-- START --

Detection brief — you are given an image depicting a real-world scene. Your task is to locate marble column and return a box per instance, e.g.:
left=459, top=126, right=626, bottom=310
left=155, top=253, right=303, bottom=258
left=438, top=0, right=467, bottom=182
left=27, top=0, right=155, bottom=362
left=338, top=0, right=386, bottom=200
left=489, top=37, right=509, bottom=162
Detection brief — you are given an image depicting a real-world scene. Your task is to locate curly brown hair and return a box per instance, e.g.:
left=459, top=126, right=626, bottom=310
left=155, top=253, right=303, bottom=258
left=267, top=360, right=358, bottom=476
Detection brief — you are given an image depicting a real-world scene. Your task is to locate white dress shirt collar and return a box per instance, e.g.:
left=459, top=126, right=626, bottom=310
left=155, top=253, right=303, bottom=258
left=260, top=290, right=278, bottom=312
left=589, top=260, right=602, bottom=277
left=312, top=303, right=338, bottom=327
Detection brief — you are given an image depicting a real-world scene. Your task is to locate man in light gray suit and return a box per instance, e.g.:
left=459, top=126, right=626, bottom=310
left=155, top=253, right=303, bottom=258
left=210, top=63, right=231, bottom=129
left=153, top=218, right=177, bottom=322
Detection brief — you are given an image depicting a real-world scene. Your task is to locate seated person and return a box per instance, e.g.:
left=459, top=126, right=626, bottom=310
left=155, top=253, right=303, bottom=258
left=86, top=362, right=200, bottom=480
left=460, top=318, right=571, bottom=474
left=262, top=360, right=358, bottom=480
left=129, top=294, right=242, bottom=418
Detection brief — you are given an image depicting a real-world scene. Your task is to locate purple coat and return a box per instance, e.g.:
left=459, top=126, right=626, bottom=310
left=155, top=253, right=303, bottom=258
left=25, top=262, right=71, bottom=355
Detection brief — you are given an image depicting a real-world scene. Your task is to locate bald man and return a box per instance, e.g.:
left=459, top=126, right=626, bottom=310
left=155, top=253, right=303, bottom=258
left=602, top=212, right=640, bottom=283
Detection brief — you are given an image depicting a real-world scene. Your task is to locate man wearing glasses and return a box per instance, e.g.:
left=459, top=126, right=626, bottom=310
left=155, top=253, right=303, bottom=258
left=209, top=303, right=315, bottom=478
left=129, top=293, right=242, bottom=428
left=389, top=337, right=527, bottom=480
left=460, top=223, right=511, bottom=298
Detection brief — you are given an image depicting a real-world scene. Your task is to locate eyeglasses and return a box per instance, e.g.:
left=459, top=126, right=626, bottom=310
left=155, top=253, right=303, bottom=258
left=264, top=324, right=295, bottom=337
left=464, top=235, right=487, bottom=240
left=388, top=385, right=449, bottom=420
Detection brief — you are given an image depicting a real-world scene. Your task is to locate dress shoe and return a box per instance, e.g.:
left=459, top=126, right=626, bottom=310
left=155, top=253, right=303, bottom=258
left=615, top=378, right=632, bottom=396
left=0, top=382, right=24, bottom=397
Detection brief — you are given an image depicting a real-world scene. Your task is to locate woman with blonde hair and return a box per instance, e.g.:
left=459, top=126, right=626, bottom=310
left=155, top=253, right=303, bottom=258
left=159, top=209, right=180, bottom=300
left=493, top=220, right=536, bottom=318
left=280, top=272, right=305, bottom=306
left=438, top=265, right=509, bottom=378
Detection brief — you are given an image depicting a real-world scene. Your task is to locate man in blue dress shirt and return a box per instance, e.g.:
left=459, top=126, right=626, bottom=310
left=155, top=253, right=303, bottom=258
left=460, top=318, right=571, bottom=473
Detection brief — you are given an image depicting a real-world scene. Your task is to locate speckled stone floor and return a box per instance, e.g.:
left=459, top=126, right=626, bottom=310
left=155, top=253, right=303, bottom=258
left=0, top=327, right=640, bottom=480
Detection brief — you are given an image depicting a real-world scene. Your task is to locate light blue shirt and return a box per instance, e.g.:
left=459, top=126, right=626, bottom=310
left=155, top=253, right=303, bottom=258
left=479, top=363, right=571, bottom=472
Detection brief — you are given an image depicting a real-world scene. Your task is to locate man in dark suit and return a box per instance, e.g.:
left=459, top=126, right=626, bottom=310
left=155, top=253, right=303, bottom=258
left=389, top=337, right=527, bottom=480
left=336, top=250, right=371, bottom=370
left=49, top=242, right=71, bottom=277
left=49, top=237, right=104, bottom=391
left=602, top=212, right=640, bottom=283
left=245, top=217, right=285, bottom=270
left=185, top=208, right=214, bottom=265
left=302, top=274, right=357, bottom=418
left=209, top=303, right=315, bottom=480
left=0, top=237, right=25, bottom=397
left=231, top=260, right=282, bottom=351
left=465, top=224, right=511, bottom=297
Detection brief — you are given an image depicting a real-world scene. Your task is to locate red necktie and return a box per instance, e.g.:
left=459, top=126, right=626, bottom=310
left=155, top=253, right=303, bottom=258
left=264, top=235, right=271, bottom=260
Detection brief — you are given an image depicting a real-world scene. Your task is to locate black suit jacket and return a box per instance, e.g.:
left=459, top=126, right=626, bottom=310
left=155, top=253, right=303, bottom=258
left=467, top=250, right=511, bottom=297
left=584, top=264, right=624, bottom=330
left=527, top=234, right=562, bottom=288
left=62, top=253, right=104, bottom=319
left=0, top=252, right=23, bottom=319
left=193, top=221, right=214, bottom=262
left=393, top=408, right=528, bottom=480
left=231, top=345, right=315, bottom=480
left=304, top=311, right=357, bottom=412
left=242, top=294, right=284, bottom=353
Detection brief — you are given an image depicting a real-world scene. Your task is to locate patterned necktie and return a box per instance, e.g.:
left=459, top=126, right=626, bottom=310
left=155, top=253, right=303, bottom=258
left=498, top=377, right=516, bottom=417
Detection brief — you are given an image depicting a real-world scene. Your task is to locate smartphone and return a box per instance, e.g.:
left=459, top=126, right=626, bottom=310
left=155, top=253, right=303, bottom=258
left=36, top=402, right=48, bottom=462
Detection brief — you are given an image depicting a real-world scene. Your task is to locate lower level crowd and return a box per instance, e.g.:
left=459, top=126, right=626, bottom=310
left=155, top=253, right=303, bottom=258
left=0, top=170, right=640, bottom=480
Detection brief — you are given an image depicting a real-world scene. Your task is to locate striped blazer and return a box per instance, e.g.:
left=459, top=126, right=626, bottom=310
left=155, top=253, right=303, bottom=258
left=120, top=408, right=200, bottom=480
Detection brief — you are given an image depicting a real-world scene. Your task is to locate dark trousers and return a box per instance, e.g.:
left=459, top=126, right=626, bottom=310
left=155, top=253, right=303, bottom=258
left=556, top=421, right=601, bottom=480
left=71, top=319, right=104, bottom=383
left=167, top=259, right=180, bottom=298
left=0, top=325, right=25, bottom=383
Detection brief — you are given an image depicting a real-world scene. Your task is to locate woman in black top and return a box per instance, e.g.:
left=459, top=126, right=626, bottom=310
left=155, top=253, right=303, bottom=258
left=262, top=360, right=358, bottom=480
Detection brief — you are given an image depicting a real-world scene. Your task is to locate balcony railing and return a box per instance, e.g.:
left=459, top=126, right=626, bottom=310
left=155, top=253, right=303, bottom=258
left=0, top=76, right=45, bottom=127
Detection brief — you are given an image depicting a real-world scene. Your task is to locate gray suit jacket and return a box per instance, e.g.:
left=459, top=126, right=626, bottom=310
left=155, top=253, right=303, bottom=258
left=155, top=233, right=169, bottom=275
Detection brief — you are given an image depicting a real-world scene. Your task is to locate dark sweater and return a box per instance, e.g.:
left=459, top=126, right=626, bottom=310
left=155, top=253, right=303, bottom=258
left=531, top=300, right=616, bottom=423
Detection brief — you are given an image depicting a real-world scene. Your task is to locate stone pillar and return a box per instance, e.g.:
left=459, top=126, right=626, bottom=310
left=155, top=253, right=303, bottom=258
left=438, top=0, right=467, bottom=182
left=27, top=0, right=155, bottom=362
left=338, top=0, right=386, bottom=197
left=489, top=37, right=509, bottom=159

-- END --

▶ _REQUIREMENT_
Give the lines of the entries above, from the one containing "man in blue" through the one containing "left=479, top=363, right=571, bottom=472", both included, as a Markdown table with a Row column for the row number and a Text column for the line. Leave out blank lines.

▶ _ANSWER TO THIS TASK_
| Row | Text |
|---|---|
| 1 | Detection brief — you are given an image depicting a real-world scene. Your task is to locate man in blue dress shirt and return a box per instance, e.g.: |
| 2 | left=459, top=126, right=626, bottom=310 |
| 3 | left=155, top=253, right=303, bottom=258 |
| 4 | left=460, top=318, right=571, bottom=473 |
| 5 | Detection brief — you are given an image depicting a real-world scene. Your task is to locate speckled stone floor and return a box per instance, e.g.: |
| 6 | left=459, top=126, right=626, bottom=310 |
| 7 | left=155, top=253, right=303, bottom=258 |
| 8 | left=0, top=327, right=640, bottom=480 |
| 9 | Detection brief — you are given an image depicting a real-world scene. Your task is to locate light blue shirt and return a box per instance, e.g.: |
| 10 | left=459, top=126, right=626, bottom=310 |
| 11 | left=155, top=253, right=303, bottom=258 |
| 12 | left=479, top=363, right=571, bottom=472 |